══ Information supplied ══

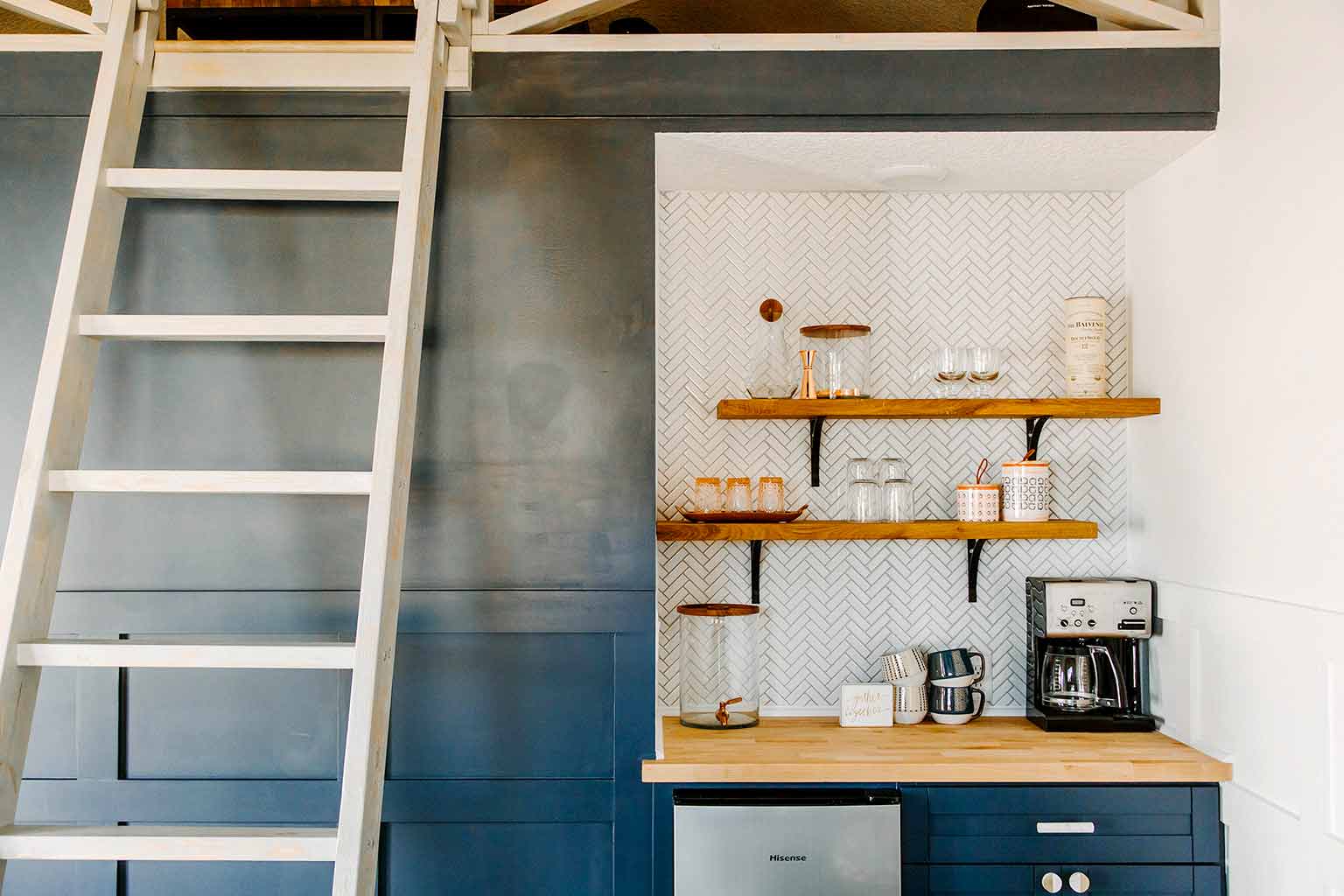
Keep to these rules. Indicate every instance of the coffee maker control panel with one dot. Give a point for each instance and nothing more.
(1100, 609)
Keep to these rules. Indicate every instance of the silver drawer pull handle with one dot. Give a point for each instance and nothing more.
(1066, 828)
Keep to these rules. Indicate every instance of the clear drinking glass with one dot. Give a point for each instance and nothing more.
(983, 368)
(898, 501)
(949, 369)
(860, 468)
(894, 468)
(770, 494)
(864, 501)
(709, 494)
(738, 496)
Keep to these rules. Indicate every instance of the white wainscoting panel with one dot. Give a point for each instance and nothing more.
(1256, 682)
(922, 270)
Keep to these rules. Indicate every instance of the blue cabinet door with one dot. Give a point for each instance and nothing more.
(1128, 825)
(1027, 880)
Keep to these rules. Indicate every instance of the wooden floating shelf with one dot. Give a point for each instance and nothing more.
(973, 534)
(924, 409)
(844, 531)
(1035, 411)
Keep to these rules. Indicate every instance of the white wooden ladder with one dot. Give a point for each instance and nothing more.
(50, 474)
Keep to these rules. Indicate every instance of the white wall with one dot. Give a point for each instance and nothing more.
(1236, 276)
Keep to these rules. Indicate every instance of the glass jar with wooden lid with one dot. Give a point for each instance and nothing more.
(719, 679)
(843, 358)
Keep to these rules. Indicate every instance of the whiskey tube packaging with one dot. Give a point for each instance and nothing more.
(1085, 346)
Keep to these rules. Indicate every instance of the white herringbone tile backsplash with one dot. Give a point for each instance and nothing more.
(922, 269)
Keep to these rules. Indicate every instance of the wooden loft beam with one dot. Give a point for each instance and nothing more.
(52, 14)
(553, 15)
(1138, 14)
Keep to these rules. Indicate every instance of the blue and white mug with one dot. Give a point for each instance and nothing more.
(955, 705)
(956, 668)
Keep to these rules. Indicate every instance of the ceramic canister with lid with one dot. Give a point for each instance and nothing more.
(1026, 491)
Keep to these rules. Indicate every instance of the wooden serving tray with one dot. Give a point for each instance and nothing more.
(741, 516)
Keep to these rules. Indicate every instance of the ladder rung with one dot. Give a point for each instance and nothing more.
(237, 328)
(210, 481)
(168, 844)
(176, 654)
(205, 183)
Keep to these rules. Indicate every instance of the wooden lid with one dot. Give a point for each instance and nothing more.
(835, 331)
(718, 609)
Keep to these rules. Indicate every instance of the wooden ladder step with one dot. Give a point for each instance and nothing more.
(203, 183)
(168, 844)
(210, 481)
(237, 328)
(178, 654)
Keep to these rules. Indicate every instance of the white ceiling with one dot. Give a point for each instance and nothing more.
(1000, 161)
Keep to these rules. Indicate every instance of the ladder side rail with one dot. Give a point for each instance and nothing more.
(375, 639)
(39, 520)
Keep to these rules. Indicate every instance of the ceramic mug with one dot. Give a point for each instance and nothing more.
(977, 502)
(910, 704)
(956, 668)
(955, 705)
(905, 668)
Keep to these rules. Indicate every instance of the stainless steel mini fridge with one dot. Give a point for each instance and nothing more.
(787, 841)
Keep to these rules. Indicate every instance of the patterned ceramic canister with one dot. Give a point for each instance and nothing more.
(1026, 491)
(977, 502)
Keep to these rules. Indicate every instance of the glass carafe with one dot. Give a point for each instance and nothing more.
(774, 369)
(1068, 676)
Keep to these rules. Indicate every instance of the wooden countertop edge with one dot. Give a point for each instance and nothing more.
(663, 771)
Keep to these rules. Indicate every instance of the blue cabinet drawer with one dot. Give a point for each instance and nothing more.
(1031, 825)
(1026, 880)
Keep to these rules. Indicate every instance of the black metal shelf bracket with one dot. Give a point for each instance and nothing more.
(1035, 424)
(815, 431)
(756, 571)
(973, 549)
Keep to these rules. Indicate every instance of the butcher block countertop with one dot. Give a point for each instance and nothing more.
(988, 750)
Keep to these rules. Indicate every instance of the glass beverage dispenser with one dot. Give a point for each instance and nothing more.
(843, 358)
(719, 675)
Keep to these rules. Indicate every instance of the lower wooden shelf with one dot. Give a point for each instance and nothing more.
(845, 531)
(973, 534)
(1003, 750)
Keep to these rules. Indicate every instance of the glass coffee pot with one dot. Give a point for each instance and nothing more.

═══

### Task to complete
The lines from the one holding "Keep to these rules. Indicate every instance of the butcher" through the end of the listing above are to be written out exactly, both ends included, and no others.

### Solution
Keep to these rules. Indicate every instance of the butcher block countertop with one dot. Give a point for each instance and nothing more.
(988, 750)
Keep to these rules. Indicate every instance of the glass beverage dispenser with one dot. Give a point for each instance and nothing more.
(843, 358)
(719, 675)
Keep to these rules. Indicate every instance of the lower wooden shelf with one dot. Give a point for each instance and nothing more.
(845, 531)
(973, 534)
(1003, 750)
Keep to these rules. Indicate every instance of the glass coffee pot with one dot. Give a point for each instance and nothing more.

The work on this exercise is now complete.